# [Exercise instructions]
State how many lines of the data below contain the string "dark", treating uppercase and lowercase as distinct. Reply with the number alone.

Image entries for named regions
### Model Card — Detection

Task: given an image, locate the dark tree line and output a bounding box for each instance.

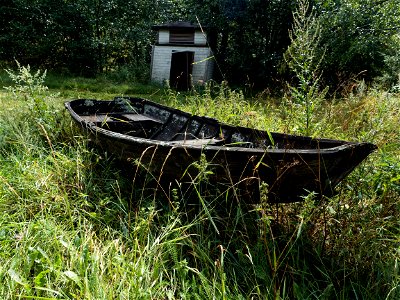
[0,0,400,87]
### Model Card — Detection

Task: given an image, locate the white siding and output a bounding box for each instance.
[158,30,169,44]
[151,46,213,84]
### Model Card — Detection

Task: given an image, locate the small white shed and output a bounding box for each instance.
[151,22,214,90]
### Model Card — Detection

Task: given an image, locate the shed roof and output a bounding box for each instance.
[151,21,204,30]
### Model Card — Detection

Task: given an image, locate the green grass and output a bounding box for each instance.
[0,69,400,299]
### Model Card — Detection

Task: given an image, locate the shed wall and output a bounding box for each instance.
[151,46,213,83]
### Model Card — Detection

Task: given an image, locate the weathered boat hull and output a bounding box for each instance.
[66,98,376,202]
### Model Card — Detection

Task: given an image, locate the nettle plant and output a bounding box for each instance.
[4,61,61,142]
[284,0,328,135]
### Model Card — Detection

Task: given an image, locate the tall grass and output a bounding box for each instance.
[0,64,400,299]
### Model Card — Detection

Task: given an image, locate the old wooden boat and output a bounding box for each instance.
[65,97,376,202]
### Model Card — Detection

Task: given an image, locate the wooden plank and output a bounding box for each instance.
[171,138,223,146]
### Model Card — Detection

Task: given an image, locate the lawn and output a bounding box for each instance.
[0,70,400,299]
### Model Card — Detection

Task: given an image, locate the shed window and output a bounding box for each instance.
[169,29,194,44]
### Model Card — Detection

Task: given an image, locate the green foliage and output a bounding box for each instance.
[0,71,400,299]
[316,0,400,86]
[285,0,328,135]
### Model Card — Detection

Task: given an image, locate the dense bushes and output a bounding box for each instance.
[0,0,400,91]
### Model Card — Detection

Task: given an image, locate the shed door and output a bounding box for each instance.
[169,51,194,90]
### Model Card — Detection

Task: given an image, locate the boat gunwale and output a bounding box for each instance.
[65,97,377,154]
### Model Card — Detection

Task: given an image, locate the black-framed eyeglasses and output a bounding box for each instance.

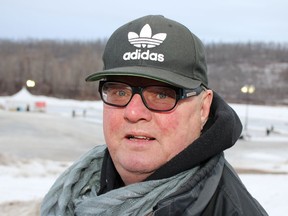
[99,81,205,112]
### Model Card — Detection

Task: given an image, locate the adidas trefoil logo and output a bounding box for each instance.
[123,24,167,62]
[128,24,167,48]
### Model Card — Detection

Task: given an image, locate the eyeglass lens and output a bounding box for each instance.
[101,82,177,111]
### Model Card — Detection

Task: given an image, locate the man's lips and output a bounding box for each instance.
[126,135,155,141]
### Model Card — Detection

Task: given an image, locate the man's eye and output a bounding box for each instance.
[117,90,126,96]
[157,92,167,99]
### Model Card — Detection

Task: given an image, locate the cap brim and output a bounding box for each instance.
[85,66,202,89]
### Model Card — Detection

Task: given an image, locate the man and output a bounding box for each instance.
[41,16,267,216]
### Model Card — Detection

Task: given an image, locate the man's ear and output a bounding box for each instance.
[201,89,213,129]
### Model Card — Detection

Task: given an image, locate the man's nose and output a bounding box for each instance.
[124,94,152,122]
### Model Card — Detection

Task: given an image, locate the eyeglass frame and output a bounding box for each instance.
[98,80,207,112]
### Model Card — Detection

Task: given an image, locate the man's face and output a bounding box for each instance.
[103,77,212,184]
...
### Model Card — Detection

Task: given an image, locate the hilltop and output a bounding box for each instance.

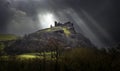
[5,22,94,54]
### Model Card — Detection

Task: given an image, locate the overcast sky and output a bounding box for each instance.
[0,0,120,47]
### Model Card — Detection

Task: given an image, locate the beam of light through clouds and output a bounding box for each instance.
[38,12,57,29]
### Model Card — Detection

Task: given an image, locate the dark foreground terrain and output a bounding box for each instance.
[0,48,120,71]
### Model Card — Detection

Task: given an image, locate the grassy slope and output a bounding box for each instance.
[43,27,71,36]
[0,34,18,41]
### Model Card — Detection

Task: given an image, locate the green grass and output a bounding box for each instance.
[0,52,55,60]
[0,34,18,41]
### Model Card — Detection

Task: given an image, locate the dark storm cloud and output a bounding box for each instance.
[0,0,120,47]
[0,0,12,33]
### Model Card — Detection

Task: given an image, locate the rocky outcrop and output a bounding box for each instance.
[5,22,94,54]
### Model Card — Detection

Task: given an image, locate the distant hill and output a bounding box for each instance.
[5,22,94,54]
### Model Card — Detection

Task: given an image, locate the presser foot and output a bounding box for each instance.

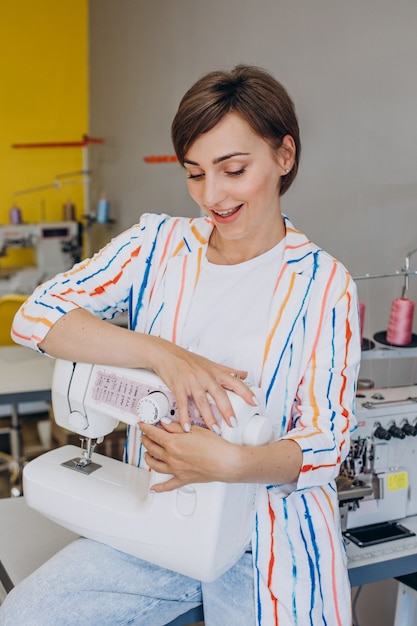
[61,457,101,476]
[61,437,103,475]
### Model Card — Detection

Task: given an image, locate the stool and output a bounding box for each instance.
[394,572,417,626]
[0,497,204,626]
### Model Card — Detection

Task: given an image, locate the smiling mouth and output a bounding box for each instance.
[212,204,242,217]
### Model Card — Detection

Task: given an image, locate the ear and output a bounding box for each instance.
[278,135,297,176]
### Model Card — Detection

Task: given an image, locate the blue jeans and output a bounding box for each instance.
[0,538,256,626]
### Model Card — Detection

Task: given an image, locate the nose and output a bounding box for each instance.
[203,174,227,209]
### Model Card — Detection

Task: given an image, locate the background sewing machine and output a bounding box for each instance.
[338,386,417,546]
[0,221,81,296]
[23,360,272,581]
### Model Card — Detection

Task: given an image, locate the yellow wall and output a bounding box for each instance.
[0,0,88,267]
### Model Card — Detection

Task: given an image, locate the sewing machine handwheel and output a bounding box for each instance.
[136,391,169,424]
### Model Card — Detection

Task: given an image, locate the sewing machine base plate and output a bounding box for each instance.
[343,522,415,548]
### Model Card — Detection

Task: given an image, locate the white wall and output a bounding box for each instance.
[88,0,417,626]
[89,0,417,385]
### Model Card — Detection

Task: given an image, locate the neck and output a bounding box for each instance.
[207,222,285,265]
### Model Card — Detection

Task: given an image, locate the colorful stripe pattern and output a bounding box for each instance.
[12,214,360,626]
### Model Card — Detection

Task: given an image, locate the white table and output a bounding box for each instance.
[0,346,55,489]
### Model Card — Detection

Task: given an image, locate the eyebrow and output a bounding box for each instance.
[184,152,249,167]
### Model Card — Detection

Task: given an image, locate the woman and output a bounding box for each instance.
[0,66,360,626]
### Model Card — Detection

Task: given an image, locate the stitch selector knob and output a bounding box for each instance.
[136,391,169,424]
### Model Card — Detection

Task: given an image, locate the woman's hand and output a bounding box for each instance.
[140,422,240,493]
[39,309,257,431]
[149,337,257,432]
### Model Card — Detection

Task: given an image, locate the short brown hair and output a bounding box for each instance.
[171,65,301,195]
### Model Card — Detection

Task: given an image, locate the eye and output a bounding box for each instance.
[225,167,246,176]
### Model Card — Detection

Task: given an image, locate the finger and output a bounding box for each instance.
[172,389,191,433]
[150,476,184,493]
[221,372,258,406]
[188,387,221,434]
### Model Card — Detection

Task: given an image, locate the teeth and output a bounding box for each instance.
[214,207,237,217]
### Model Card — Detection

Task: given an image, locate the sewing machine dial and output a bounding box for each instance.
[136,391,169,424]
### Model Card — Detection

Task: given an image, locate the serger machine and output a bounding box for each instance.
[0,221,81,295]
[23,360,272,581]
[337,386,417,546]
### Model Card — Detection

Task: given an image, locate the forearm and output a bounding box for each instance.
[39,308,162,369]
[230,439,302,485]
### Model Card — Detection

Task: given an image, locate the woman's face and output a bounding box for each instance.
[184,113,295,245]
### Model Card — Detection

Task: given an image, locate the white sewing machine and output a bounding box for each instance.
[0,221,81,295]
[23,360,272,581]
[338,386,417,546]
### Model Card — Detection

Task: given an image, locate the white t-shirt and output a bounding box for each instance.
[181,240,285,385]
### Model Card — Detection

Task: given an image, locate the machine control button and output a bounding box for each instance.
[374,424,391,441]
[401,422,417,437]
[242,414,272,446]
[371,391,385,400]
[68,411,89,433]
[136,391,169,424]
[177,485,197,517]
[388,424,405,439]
...
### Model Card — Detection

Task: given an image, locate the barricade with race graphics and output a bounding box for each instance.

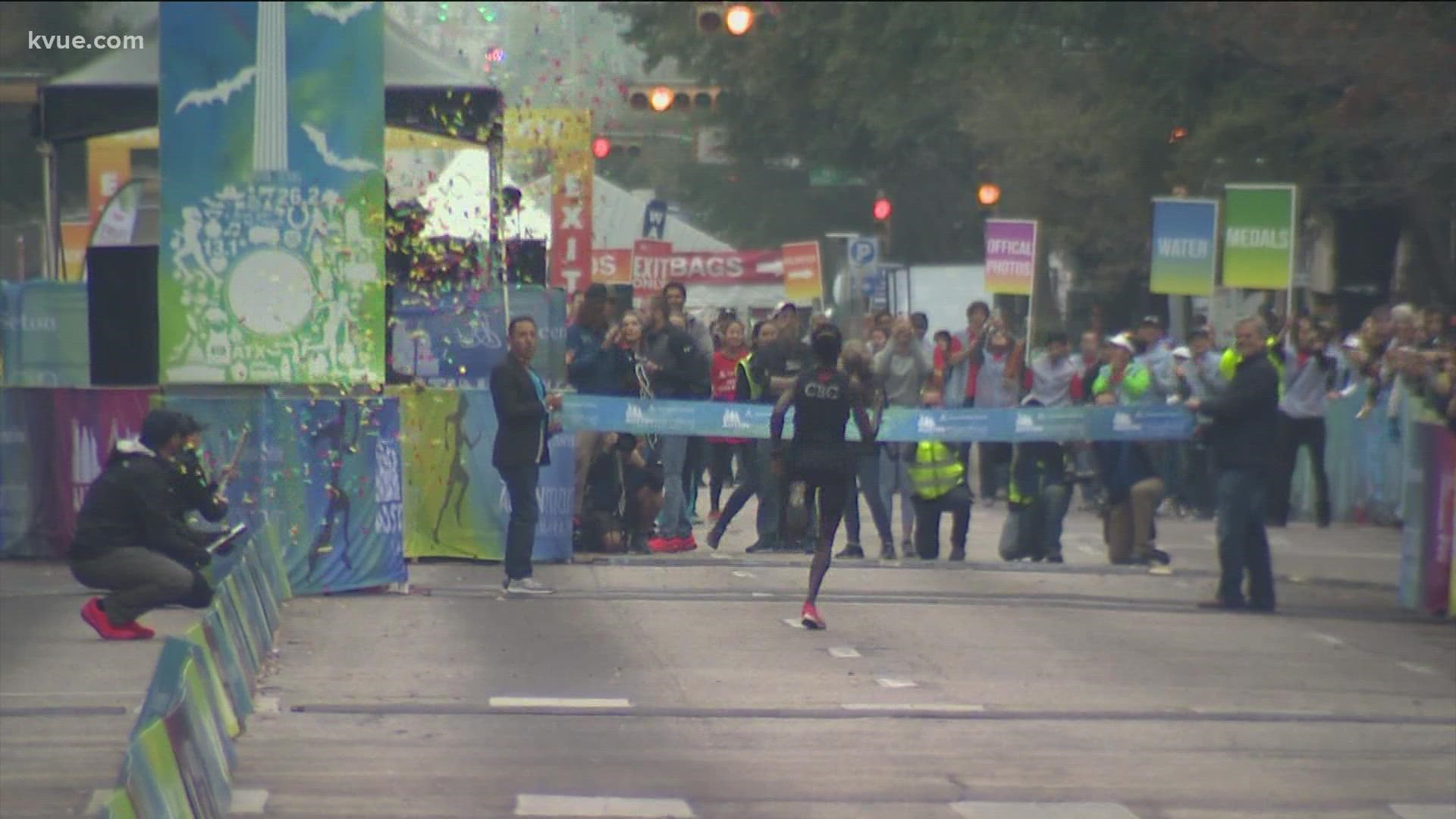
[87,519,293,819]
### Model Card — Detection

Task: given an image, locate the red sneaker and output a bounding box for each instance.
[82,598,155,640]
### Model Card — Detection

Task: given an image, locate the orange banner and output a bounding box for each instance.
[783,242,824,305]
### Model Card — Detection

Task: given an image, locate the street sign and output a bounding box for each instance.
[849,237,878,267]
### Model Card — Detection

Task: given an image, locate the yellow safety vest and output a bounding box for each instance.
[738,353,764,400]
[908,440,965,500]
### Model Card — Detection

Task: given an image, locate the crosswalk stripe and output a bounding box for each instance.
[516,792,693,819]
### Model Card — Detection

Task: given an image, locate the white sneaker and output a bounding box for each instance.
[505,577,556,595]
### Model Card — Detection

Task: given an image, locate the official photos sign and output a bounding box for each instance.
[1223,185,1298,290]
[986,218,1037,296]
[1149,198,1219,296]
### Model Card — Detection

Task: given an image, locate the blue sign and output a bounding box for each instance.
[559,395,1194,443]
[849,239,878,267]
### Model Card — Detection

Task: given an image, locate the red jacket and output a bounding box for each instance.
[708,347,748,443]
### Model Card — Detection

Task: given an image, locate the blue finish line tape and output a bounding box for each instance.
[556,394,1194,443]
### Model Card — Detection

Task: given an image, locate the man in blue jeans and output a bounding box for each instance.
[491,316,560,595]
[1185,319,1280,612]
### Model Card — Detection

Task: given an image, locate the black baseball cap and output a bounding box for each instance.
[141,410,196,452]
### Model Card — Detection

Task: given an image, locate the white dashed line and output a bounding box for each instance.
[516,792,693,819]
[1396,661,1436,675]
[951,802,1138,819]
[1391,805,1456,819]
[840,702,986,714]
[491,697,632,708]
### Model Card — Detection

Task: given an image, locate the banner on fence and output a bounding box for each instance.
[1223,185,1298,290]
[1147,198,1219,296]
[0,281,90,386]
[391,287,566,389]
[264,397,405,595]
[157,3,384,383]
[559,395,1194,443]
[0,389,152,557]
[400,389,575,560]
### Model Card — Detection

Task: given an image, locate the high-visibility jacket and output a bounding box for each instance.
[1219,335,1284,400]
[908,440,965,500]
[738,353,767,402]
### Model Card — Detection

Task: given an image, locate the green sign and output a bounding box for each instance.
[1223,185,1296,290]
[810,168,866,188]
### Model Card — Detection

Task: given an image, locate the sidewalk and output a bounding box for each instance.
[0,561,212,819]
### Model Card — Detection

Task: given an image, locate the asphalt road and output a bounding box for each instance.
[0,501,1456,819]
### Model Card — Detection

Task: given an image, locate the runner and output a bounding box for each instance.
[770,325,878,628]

# [Finished task]
3